Input material below:

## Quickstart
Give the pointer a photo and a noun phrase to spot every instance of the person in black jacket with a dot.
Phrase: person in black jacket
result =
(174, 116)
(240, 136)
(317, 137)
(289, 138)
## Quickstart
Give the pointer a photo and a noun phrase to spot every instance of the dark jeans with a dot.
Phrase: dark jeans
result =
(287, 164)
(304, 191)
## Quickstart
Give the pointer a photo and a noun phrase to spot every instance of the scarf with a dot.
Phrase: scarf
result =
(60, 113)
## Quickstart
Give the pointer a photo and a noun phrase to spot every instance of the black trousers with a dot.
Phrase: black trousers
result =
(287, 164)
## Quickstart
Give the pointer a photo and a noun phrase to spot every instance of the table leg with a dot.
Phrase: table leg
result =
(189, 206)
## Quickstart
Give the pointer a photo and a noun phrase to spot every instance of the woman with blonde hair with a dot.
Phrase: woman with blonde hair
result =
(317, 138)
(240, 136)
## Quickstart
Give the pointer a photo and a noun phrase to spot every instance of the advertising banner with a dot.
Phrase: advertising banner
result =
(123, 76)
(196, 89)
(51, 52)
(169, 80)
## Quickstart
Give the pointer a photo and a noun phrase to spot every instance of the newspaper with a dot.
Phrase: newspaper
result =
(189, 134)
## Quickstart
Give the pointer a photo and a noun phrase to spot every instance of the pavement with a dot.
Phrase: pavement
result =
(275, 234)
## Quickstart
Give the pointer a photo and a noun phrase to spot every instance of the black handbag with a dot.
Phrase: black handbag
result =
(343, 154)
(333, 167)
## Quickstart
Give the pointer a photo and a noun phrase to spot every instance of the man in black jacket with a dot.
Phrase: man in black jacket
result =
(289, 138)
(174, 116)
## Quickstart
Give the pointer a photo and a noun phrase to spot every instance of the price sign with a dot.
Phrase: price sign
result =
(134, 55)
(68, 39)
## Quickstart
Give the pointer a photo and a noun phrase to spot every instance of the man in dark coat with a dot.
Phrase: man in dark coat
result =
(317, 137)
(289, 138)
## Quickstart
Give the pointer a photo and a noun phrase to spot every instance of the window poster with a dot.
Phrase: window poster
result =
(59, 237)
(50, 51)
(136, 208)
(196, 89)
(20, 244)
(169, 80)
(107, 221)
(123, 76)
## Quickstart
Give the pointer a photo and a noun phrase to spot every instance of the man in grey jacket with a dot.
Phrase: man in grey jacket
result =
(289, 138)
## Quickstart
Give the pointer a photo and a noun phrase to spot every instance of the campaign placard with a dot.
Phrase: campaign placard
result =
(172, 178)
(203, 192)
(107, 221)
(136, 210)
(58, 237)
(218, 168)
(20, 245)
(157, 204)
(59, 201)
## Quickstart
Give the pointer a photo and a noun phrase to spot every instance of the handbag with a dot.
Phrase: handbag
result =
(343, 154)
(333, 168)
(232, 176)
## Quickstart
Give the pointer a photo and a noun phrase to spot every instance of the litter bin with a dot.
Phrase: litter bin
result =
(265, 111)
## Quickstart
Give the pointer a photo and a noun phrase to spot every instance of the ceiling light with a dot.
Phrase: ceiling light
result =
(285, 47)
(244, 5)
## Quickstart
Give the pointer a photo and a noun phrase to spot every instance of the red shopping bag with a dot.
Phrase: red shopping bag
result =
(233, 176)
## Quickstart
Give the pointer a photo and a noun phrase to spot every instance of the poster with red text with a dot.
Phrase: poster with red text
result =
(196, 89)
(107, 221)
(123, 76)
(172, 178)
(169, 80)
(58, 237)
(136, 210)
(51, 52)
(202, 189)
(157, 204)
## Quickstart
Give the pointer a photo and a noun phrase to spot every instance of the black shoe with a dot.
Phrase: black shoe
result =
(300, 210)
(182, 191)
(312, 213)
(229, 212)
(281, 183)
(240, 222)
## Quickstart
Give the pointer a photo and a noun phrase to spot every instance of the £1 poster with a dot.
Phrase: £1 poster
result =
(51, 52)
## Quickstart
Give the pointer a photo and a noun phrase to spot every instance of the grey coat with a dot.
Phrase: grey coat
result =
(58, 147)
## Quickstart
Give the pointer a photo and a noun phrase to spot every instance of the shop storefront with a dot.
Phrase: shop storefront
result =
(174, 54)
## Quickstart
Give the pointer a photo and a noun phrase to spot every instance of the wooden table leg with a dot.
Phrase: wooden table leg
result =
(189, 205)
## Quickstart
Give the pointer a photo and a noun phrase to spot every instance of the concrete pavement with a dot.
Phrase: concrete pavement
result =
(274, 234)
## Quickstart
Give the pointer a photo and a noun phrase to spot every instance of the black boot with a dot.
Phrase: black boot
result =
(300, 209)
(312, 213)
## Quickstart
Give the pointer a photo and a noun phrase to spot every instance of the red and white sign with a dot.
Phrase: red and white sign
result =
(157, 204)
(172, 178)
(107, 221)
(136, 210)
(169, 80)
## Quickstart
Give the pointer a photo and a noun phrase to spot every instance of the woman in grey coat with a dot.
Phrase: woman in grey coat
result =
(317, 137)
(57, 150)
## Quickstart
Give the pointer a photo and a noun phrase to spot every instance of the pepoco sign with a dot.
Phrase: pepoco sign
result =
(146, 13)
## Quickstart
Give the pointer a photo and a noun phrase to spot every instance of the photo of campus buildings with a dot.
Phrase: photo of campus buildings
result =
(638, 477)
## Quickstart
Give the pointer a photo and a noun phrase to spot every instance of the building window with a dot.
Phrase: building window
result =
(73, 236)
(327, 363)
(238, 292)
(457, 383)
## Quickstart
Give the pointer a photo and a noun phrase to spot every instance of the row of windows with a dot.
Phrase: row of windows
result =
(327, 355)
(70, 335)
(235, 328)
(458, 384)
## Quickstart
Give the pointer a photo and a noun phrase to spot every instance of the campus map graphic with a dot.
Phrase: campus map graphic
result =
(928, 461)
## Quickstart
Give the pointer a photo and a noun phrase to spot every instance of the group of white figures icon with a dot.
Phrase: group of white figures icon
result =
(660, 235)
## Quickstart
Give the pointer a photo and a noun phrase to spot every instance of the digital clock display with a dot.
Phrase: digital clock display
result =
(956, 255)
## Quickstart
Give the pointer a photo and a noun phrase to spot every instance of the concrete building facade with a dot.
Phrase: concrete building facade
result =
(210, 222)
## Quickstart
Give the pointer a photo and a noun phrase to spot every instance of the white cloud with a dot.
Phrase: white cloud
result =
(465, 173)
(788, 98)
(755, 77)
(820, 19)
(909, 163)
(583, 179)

End of Input material.

**Exercise description**
Your answer should be the lines of the listing above between the line holding "person in black jacket with a dot." and the line holding "Phrase: dark jeans", inclusive, restated word for word and alone.

**Answer to the exercise**
Give the pointer a photo and a noun phrase to spot every instance of the person in black jacket with a dot.
Phrase: person in black jacket
result =
(174, 116)
(240, 136)
(317, 137)
(289, 138)
## Quickstart
Give the pointer a photo and a noun phrase to spot every instance of the dark jeans with a dot.
Phrase: dark jeans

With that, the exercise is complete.